SOURCE DATA Start Marker

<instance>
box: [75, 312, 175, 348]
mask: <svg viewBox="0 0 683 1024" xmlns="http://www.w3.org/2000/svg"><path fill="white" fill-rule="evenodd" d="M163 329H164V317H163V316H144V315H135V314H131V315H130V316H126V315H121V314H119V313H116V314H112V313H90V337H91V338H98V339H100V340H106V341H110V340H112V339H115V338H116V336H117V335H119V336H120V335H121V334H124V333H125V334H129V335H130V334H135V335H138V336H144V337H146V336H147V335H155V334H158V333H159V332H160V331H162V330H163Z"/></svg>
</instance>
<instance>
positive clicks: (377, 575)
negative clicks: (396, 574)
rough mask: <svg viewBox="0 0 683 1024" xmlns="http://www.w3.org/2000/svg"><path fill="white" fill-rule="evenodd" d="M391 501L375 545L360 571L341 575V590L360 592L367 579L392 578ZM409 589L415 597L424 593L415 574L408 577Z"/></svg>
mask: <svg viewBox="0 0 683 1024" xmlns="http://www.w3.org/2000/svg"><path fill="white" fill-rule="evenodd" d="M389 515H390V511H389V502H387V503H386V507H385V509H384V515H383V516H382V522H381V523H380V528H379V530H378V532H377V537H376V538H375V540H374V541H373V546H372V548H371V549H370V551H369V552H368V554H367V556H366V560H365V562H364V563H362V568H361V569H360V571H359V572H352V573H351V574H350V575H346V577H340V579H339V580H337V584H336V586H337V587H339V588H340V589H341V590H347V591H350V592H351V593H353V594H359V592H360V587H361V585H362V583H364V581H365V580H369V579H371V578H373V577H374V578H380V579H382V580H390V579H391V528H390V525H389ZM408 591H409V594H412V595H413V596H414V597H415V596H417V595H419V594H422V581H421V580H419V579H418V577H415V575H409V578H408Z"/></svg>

SOURCE DATA End Marker
SOURCE DATA Start Marker

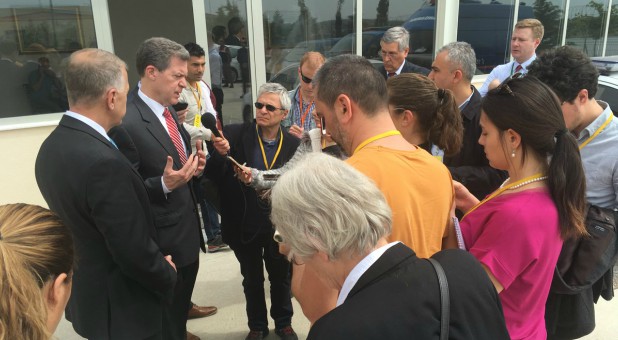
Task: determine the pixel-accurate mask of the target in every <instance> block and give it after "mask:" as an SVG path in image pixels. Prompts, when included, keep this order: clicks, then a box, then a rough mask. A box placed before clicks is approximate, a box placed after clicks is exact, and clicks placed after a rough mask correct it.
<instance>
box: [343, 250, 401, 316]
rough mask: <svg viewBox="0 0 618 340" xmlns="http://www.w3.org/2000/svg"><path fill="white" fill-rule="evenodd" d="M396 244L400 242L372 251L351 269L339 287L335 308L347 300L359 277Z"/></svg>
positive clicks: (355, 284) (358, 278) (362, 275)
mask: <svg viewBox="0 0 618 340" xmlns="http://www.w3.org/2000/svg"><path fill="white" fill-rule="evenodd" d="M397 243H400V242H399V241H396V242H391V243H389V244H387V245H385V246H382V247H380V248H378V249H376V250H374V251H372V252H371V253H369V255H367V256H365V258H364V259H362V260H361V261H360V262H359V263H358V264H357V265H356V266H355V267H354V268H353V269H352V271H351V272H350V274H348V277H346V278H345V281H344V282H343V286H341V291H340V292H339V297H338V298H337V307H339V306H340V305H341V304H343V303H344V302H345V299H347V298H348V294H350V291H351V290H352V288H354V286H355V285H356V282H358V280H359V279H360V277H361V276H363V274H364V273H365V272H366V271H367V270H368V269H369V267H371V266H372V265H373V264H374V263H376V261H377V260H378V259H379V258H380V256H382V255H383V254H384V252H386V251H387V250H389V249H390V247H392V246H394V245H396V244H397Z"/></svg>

SOURCE DATA End Marker

**TASK GOAL**
Starting at the line that contains "Task: determine the" and ending at the line that contains "positive clicks: (355, 284)", lay out those lines as a numbered list, omitting any blank lines.

**YOUR SOLUTION**
1. Task: determine the pixel-accurate mask of the target in every <instance> block and give it after "mask:" as an SVG path in image pixels. Prompts, when included, keep this order: clicks, then a box, then a rough mask. A box placed before clicks is approximate, a box placed after clicks is exact, and clicks placed after a rough mask correct it.
2. <instance>
3. box: [343, 250, 401, 316]
4. rough mask: <svg viewBox="0 0 618 340" xmlns="http://www.w3.org/2000/svg"><path fill="white" fill-rule="evenodd" d="M396 244L400 242L372 251L351 269L339 287L335 308L347 300L359 277Z"/></svg>
5. positive clicks: (355, 284) (358, 278) (362, 275)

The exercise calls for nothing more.